◆ **Records for the task**

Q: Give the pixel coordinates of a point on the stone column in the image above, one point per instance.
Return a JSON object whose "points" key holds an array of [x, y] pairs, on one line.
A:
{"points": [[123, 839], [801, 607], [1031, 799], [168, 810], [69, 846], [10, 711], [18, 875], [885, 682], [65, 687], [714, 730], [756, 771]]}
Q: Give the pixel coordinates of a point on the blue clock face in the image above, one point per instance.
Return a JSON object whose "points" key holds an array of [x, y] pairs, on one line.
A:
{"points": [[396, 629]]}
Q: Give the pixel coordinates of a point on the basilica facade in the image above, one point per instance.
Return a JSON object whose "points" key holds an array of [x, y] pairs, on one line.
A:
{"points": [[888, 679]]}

◆ **Work instruction**
Select from the material above each line in which the string "pixel" appears, and list those lines.

◆ **Solved problem**
Q: Give the pixel coordinates of a point on the stone column in the image above, one point per instance.
Q: Give the pixel coordinates of a point on the blue clock face in the image above, one point per instance.
Q: Give the pixel coordinates of a point on the basilica facade in the image above, one point per instance.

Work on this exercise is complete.